WHAT TO WORK ON ::
1 > Reproduce verbatim the part of the case summary on section 194C that opens with the words containing "Deduction at source" and closes with "of: The Assessee.".
2 > For each statement below, state yes or no according to whether the case summary on section 194C agrees with it, and quote the deciding words of that text: (a) the assessee-firm retained a 3% commission before paying its partners; (b) the CIT(A) agreed with the AO that a subcontract existed between the firm and the partners; (c) the present appeal was filed by the assessee.

CA NeWs Beta*: Provisions of s 194C do not apply towards the transportation charges paid to partners by partnership firm for use of trucks owned by the partners

Search This Site

Thursday, April 21, 2011

Provisions of s 194C do not apply towards the transportation charges paid to partners by partnership firm for use of trucks owned by the partners


Deduction at source — Provisions of s 194C do not apply towards the transportation charges paid to partners by partnership firm for use of trucks owned by the partners — as held by PHHC in CIT v Grewal Brothers; ITA No. 662 of 2010, 20 April 2011

Decided on: 5 April 2011 — In favour of: The Assessee.
The assessee-partnership firm, engaged in the business of transport, entered into a contract with HP and IOC for the carriage of LPG. From the payment made to it, the companies deducted tax. The assessee-firm passed on the transportation work to its partners and made the payment received from the said companies to its partners after deducting 3% commission as charges for the firm having secured the contract. The AO held that in giving of the contract of transportation by the firm to the partners, there was a subcontract and the firm was liable to deduct TDS under s 194C out of the payment made to the partners as subcontractors, in the absence of which the payment made to the partners was liable to be disallowed. On appeal, the CIT(A) upheld the plea of the assessee that there was only one contract of transportation to be executed by the partners for the companies and the firm only acted as an agent for securing the contract and earned 3% commission and thus, there was no separate subcontract between the firm and the partners. The Tribunal upheld the findings of the CIT(A). Being aggrieved, the revenue has filed the present appeal.

SOURCE EXCERPT ::
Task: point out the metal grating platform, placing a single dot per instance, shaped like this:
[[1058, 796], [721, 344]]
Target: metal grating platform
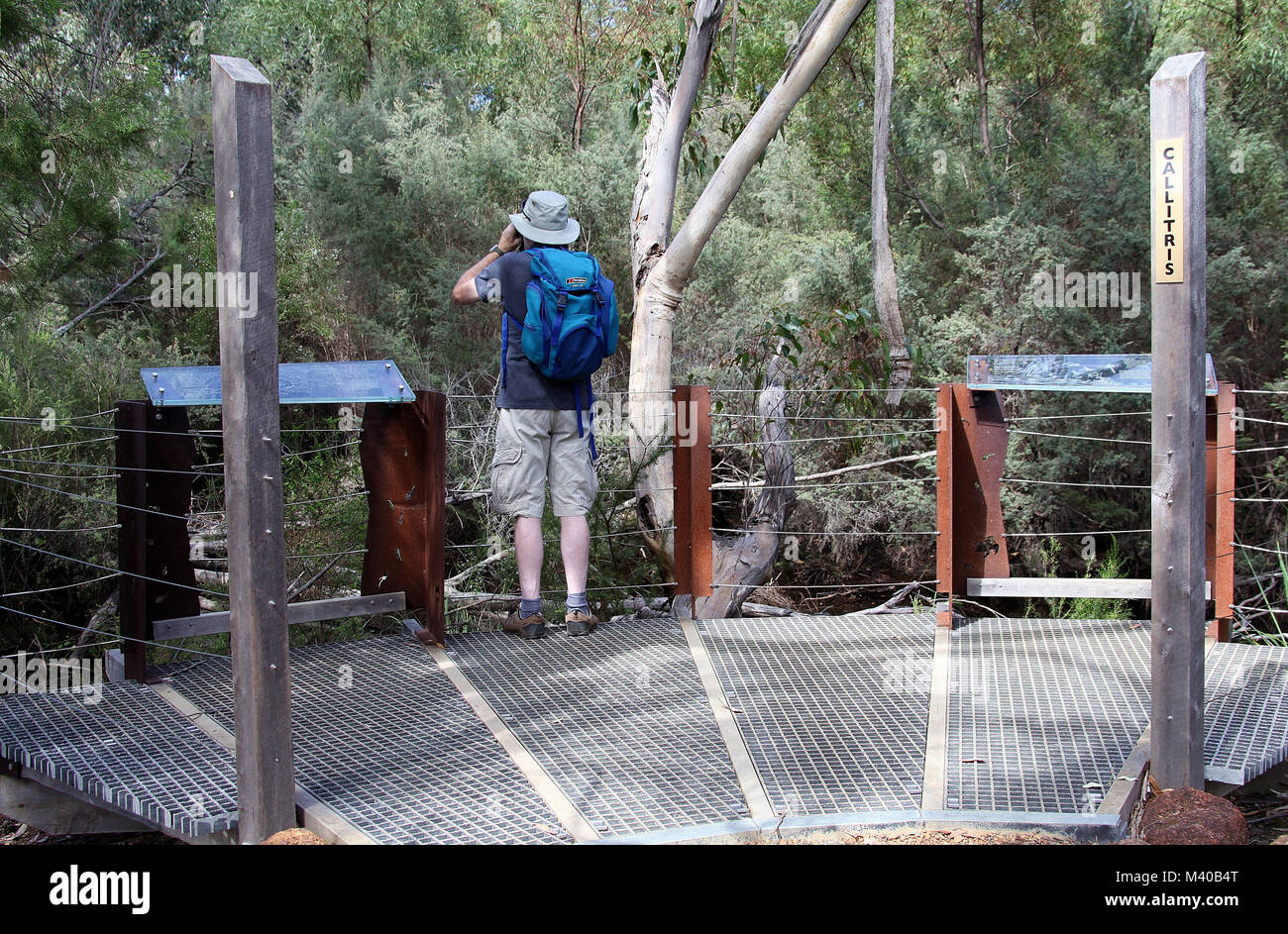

FINAL ANSWERS ::
1 >
Deduction at source — Provisions of s 194C do not apply towards the transportation charges paid to partners by partnership firm for use of trucks owned by the partners — as held by PHHC in CIT v Grewal Brothers; ITA No. 662 of 2010, 20 April 2011

Decided on: 5 April 2011 — In favour of: The Assessee.

2 >
(a) Yes: "made the payment received from the said companies to its partners after deducting 3% commission as charges for the firm having secured the contract."
(b) No: "thus, there was no separate subcontract between the firm and the partners."
(c) No: "Being aggrieved, the revenue has filed the present appeal."